SOURCE DOCUMENT:
CIA Terrorism Trial: Posada Admitted to Explosive Smuggling Amid ’97 Cuban Blasts
By Will Weissert (CP)
EL PASO, Texas — A key prosecution witness testified Thursday that he heard a former CIA operative and anti-communist militant discuss how to smuggle explosives into Cuba during a period in 1997 when a series of bombs were exploding at top Havana hotels.
Cuban-American engineer Antonio “Tony” Alvarez worked for a Florida-based investment firm that built a power plant in Guatemala. He said he shared an office there with two associates who introduced him to Luis Posada Carriles, now charged with 11 federal counts of perjury, obstruction and immigration fraud.
Posada, 83, isn’t charged with the bombings, only for lying about them under oath. Born in Cuba, he spent decades crisscrossing Latin America as a Cold Warrior largely backed by the U.S. government and was considered a nemesis of ex-Cuban President Fidel Castro.
But Posada sneaked into the U.S. in 2005 and underwent immigration hearings in El Paso, during which prosecutors allege he lied about how he made it into the country and about using a Guatemalan passport with a false name. They also say he failed to acknowledge masterminding the bombings in Cuba between April and September 1997, which rocked hotels and an iconic tourist restaurant in Havana and a resort in the beach community of Varadero, killing an Italian tourist and wounding about a dozen others.
Alvarez, 75, told jurors he began to suspect Posada and his colleagues when he discovered disassembled calculators and an empty plastic tube marked “C-4 Dangerous Explosives” and bearing a stamp from “Mexican Military Industries” in his Guatemala City office. He said he then installed a hidden intercom system and heard the three “talking about money for distributing bombs.”

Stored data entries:
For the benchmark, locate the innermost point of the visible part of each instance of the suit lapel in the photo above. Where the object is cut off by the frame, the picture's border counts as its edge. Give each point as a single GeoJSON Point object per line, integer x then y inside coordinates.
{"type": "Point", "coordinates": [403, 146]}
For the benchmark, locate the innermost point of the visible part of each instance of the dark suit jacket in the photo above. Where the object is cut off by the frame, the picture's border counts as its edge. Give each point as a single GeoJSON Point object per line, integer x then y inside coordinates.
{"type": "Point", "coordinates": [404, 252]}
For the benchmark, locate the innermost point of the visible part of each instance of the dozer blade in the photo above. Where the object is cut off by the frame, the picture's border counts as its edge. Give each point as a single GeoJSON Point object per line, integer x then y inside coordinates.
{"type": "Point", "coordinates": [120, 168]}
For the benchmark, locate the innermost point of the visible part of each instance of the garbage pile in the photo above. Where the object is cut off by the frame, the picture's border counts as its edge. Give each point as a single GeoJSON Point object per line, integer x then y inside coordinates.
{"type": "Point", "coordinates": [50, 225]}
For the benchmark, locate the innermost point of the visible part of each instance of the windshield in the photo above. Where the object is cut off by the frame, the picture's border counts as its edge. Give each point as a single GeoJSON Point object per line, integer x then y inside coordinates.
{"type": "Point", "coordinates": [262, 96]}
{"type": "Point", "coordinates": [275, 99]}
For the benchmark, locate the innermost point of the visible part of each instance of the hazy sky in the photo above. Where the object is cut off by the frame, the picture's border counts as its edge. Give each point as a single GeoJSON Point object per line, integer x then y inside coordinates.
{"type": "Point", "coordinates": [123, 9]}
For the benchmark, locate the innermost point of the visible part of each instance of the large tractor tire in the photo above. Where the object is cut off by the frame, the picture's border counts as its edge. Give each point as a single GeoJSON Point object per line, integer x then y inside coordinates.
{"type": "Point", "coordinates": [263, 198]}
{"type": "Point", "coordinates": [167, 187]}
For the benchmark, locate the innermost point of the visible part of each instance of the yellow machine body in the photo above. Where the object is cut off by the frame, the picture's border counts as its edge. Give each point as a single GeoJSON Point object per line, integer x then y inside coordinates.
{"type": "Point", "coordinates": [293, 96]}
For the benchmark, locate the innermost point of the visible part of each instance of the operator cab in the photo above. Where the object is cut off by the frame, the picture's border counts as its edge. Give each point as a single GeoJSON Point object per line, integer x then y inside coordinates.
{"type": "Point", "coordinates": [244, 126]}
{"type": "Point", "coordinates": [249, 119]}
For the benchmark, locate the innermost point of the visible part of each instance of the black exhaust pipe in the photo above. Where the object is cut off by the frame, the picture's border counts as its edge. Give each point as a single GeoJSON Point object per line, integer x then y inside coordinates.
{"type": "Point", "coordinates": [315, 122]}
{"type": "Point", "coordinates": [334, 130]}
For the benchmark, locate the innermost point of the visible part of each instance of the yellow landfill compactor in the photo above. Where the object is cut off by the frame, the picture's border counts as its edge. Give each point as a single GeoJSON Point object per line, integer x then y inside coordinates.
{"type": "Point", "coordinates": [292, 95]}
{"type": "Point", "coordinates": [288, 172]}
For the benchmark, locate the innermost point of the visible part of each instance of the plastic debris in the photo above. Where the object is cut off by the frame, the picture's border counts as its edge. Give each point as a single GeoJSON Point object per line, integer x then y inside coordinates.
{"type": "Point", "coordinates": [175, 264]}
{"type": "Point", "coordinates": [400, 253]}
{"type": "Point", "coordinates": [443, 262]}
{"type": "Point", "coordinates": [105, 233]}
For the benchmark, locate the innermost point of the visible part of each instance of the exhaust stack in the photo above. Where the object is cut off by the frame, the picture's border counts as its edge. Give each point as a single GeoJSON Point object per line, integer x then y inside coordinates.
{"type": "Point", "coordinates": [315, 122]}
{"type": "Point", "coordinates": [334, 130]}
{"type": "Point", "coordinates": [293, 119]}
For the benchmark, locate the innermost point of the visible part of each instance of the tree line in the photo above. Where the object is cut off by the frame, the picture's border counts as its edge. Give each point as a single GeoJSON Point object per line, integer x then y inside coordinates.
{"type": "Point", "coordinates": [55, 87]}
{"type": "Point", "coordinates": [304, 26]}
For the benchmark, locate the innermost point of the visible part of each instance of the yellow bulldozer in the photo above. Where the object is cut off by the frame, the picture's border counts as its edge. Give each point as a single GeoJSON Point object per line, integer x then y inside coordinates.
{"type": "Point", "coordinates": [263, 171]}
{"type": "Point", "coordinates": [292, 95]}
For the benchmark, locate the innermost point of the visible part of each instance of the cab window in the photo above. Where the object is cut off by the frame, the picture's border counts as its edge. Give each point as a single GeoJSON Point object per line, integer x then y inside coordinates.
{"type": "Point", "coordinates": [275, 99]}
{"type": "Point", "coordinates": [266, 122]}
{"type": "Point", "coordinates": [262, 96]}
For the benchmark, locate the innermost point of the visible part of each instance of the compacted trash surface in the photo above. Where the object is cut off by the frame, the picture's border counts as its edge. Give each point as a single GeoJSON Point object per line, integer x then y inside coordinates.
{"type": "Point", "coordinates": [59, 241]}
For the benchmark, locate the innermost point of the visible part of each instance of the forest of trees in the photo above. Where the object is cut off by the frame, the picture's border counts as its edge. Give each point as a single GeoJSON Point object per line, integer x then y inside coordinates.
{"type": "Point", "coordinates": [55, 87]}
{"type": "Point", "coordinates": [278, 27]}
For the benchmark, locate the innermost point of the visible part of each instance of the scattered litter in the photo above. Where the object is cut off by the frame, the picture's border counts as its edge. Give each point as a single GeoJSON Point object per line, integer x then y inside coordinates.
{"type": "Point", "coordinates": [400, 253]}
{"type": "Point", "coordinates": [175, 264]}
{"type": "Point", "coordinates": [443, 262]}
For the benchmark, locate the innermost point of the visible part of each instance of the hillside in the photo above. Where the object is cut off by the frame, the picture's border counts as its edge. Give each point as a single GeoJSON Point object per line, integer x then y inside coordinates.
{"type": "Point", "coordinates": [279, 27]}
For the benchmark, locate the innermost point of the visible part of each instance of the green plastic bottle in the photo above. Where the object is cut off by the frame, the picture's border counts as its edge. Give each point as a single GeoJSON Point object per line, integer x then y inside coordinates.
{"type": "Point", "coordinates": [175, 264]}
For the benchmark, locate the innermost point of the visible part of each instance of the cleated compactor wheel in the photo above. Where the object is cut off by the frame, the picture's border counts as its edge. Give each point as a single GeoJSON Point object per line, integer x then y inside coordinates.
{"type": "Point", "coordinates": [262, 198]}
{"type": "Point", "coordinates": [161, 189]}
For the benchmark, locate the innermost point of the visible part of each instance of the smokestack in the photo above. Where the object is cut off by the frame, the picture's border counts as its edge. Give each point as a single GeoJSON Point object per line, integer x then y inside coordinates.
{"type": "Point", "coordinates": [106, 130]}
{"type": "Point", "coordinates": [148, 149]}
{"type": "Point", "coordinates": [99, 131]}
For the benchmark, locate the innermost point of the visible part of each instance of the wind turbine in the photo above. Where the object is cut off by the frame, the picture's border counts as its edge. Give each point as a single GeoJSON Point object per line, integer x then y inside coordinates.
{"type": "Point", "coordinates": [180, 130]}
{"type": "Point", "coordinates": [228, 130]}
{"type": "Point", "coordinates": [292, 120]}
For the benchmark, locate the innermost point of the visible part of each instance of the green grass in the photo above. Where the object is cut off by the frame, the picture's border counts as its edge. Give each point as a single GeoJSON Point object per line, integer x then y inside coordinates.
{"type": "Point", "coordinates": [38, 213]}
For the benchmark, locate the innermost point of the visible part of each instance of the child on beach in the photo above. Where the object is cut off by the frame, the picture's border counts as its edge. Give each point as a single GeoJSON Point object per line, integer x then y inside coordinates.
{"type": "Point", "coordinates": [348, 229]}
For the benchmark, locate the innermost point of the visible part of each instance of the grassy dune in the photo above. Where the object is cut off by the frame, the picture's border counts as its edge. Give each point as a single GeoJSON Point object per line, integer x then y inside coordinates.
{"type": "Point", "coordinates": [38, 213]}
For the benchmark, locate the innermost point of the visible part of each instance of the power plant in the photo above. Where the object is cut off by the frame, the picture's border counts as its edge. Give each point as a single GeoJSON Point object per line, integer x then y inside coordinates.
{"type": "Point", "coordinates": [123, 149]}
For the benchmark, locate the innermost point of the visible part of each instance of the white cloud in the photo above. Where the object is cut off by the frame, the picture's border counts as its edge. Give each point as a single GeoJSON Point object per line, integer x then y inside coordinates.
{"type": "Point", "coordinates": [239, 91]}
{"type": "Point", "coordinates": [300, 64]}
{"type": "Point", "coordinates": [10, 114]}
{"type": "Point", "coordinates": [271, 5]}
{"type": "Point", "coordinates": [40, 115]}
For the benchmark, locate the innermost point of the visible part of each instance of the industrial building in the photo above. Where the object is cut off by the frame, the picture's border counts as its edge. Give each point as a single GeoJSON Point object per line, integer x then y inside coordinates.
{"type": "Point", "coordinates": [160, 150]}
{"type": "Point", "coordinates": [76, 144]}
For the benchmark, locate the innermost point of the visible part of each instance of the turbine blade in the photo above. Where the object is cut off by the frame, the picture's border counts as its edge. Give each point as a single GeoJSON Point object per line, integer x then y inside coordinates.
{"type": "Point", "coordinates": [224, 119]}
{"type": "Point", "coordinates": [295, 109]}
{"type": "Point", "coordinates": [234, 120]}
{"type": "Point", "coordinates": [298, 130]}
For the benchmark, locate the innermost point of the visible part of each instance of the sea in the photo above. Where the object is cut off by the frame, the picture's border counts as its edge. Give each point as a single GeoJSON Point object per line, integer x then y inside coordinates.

WORK REQUEST:
Continue the news article about the Posada trial testimony, picking up after its final sentence.

EXPECTED ANSWER:
“They were talking about the manner in which the defendant would send some explosive materials to Cuba,” Alvarez said, using fluent English to recall a conversation that was in Spanish. “The defendant said they have a mechanic who works for Aviateca Airlines who will help them out and bring the materials.”
Aviateca was then Guatemala’s national carrier.
Posada attorney Arturo Hernandez objected and part of that answer was stricken from the record as hearsay, but the jury heard it anyway. Asked how he recognized Posada’s voice, Alvarez replied, “because of the particular way he speaks.”
Posada has a deep slur, the result of being shot in the face during an assassination attempt in Guatemala in 1990 that cost him part of his tongue.
Alvarez said he didn’t record what was said, only remembered it. Still, he was the first witness since the trial began nine weeks ago to directly link Posada to explosives. Previous testimony focused only on his boasts about having been involved. Alvarez said he alerted Guatemalan authorities and that when they did nothing, he contacted the FBI.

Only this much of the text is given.